• **PROBLEM STATEMENT**
Retype the whole of the data exactly.

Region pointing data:
■ ■ ■

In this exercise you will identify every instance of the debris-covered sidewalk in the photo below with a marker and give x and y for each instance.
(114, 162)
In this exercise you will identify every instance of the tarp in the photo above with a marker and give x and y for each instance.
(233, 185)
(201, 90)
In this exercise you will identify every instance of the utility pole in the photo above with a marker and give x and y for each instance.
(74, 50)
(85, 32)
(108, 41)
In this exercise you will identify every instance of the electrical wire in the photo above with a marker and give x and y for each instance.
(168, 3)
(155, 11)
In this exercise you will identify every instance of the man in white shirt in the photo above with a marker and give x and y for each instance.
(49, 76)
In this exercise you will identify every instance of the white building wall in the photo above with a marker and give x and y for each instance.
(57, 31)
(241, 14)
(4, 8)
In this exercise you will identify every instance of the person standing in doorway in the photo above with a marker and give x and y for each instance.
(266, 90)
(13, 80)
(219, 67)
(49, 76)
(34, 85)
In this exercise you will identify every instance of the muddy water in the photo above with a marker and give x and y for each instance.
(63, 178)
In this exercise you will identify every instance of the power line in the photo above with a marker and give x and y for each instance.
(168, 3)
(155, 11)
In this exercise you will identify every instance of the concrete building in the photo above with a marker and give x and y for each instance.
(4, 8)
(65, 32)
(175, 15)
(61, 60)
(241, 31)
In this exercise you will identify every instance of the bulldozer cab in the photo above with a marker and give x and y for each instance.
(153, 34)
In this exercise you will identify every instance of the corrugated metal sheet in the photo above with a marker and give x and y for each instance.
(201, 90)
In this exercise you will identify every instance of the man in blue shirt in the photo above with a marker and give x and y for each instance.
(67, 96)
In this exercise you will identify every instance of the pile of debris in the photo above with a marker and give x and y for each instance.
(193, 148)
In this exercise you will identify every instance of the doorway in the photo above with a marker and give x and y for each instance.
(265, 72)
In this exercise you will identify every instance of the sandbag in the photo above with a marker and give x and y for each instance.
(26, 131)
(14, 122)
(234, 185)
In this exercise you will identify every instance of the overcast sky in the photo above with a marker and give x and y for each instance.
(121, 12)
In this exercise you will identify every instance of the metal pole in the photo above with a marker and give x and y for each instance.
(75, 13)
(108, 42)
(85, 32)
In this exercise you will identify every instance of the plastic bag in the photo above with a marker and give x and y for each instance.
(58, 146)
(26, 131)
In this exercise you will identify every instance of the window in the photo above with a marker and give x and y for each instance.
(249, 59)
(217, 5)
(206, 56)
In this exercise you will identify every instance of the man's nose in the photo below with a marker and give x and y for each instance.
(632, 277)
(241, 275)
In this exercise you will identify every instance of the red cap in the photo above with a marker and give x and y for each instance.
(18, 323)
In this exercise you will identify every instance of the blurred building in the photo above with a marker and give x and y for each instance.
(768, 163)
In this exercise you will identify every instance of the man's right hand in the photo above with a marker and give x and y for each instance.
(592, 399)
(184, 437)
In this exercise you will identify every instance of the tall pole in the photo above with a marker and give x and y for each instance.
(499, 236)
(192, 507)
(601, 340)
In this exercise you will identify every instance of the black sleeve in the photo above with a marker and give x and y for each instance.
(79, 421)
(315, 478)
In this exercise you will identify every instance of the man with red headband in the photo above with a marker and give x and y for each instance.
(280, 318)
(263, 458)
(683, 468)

■ ■ ■

• **ANSWER AREA**
In this exercise you will identify every instance of the debris-covered sidewalk in the photo below with a marker and give x and y for each instance.
(114, 162)
In this exercise you will identify every instance of the tarp in the photo above with a marker and give x and y for each instance.
(233, 185)
(201, 90)
In this exercise you will identify every instance of the utility pole in the photo above with a marker and give x and y for each instance.
(74, 50)
(85, 32)
(108, 41)
In this exercise you will identify every instance of the electrical wire in the photo above with a marker and give x and y for each instance.
(168, 3)
(155, 11)
In this exercise you will identify every instance of the man in white shirt in the photo above with a marker and give x and y for each instance.
(49, 76)
In this exercise you will identify every instance of the white building wall in the photo above with a marker and give x and y for each instance.
(57, 31)
(241, 14)
(4, 8)
In this exercise you will identify every instance of the person standing in doorway in the photo above with a marker and give x and y for each instance.
(266, 90)
(13, 80)
(219, 67)
(49, 76)
(34, 85)
In this exercise you will identify every instance of the muddy water in the photo above with a marker and give x and y for each instance.
(63, 178)
In this exercise you will identify every instance of the power line in the photo above with a marker and give x and y for each instance.
(168, 3)
(155, 11)
In this exercise you will identify every instance of the concrete building in the photo above with a marker and give x and y for each instance.
(4, 8)
(65, 32)
(175, 15)
(61, 60)
(241, 31)
In this exercise you will identify every instance of the bulldozer cab in the photo above with a marker and give x and y for each instance.
(153, 34)
In this exercise you will identify every instance of the corrugated metal sheet in the photo above with a marker and give x and y for each instance.
(201, 90)
In this exercise you will identify every instance of the man in blue shirt in the photo above with a marker and give x and y for each instance.
(67, 96)
In this exercise you will identify every instance of the pile of debris in the photo above with a marker and give x and y for each instance.
(193, 148)
In this exercise you will identify every instance of the doorway in the photo above with a marker and give x and y for each instance.
(265, 72)
In this exercise you will identify every instance of the sandbag in the photo above with a marker and give x and y for each instance.
(26, 131)
(14, 122)
(234, 185)
In this exercise you will identify every instance of the overcast sky in the photo above with a marker and give x and y for each instance.
(121, 12)
In this exercise you will identify every instance of the metal pole in the photo above with a marker and give x and y for each instance.
(75, 13)
(108, 42)
(85, 32)
In this exercise you will identify every instance of the plastic bag in the photo above with a marker and give x and y for each instance.
(58, 146)
(26, 131)
In this exercise you will identify every instance of the window in the photo above with a marker and give x and y for each instance.
(249, 59)
(217, 5)
(206, 56)
In this exercise you will identify every instance of the man's nose in the photo below with a marker and give x and y for each instance.
(632, 277)
(241, 275)
In this exercise you will identify every instance of the red cap in the photo above with a marker and give x and y for each instance.
(18, 323)
In this exercise you will identify every instance of the blurred building in the photo above with a marker and give x and y for each instance.
(768, 163)
In this exercise you will identify every instance of the man's right hand in the photo above with a marker and give x and y for each instance.
(592, 399)
(184, 437)
In this exercise you will identify every instance of the tall pole in the photo above with a marker and give x and y for each instance.
(499, 236)
(192, 507)
(601, 340)
In this exercise you will identify every instance of the black sleeve in the photo above with a marker and give x and y for each instance.
(79, 421)
(315, 478)
In this exercise you will identify every instance of the man with red headband in the photo above with a marker and give x and y for each instance.
(280, 318)
(263, 458)
(683, 468)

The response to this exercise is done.